((

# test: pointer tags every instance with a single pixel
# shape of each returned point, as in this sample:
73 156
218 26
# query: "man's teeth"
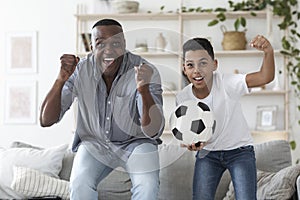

))

#### Problem:
If the records include pictures, omit them and transcribe everything else exactly.

#### Output for this task:
# test: pointer tags every instance with a single pixel
# shape of each returned point, as in this sample:
73 156
218 26
# query: "man's teeth"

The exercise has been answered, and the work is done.